To be done: Find each line in the rows below that contains the word "town" and copy it.

□ □ □

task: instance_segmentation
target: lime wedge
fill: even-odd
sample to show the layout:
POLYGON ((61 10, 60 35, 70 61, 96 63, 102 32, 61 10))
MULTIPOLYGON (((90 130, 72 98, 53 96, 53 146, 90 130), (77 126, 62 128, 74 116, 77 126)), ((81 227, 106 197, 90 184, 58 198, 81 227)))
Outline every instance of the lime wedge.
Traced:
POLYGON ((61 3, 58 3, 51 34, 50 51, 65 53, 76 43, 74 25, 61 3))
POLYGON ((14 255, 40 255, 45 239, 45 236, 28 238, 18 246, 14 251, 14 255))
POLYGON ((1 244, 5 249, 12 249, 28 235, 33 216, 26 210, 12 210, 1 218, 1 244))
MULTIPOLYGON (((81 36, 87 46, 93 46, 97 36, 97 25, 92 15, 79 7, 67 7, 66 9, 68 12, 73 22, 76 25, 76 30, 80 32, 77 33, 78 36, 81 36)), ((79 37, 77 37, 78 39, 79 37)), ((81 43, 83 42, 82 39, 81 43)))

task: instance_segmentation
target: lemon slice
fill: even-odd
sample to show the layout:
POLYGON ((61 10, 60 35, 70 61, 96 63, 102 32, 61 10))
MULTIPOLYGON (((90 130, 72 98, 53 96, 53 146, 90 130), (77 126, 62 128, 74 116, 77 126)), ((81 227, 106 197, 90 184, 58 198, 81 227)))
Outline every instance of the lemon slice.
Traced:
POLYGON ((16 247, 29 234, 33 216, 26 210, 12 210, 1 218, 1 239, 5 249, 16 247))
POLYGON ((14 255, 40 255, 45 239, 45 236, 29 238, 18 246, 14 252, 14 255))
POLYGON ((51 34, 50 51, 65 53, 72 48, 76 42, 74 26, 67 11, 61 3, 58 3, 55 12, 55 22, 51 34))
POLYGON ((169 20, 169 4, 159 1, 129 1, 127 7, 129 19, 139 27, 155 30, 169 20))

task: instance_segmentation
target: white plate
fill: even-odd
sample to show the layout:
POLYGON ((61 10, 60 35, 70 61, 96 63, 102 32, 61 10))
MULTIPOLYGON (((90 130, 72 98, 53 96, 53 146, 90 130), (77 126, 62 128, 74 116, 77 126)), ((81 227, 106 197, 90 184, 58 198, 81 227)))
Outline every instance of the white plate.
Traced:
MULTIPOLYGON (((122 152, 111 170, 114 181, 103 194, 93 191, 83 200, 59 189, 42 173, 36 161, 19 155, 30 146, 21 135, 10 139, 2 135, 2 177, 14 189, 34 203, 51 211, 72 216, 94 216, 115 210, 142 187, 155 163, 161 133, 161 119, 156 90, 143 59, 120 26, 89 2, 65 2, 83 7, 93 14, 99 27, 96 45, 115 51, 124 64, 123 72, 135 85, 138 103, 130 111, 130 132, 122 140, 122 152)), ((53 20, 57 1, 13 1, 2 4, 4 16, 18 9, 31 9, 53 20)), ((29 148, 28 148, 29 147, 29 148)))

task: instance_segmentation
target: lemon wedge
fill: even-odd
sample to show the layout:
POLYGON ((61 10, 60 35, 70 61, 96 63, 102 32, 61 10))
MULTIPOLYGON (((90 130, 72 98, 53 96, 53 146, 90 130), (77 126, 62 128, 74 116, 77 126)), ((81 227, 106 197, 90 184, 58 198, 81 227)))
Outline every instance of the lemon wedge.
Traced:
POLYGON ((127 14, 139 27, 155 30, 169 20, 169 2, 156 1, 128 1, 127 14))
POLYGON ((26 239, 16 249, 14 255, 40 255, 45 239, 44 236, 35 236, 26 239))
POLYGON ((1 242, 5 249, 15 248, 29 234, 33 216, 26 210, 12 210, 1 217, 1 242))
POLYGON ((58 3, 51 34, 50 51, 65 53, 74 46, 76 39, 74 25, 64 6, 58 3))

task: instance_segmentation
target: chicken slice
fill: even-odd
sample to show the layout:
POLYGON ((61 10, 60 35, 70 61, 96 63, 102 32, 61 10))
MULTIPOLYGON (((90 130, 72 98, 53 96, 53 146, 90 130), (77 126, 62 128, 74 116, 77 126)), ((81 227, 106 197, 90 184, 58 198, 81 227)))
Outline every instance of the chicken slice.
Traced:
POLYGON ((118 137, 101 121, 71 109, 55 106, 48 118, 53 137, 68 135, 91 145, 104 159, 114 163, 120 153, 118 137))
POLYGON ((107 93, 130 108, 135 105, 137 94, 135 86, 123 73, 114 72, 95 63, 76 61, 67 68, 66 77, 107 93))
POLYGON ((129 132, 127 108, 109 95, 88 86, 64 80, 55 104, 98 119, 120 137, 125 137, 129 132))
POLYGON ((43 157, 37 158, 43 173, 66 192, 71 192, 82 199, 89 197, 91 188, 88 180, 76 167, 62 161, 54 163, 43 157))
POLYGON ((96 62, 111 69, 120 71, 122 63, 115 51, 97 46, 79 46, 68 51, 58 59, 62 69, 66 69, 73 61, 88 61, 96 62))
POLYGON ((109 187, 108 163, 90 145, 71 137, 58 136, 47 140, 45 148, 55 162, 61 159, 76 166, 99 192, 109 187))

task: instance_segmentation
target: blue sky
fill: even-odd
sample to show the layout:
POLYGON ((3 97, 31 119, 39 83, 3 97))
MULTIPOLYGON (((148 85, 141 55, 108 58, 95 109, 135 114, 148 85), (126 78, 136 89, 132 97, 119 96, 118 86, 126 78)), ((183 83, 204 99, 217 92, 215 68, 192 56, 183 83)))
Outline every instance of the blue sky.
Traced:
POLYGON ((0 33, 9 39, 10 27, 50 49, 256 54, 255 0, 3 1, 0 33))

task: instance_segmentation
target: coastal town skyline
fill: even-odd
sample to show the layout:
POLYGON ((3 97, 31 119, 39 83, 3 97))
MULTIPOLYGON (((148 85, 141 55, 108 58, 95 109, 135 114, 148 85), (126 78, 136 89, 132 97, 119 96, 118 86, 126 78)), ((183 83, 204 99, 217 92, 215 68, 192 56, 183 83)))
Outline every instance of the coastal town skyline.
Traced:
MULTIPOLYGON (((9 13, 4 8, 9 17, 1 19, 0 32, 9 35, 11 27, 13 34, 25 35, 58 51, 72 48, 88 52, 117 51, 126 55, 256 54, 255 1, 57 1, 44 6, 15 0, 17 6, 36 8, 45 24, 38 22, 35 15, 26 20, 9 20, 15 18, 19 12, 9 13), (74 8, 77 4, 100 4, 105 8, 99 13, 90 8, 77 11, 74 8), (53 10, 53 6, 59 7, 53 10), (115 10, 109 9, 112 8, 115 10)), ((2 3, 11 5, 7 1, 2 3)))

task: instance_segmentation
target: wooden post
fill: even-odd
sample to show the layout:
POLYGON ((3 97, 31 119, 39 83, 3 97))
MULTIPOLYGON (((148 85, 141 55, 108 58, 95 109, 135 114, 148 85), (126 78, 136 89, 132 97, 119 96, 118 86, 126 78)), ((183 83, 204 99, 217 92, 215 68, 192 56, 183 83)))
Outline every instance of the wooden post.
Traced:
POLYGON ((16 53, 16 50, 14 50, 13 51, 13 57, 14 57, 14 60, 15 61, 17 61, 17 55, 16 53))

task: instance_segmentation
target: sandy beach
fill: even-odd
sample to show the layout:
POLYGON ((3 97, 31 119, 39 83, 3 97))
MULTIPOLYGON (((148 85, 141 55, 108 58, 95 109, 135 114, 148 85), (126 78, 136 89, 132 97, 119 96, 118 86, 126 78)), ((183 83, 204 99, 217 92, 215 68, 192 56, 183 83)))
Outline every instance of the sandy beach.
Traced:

□ □ □

Answer to this problem:
target: coastal town skyline
Outline every instance of the coastal town skyline.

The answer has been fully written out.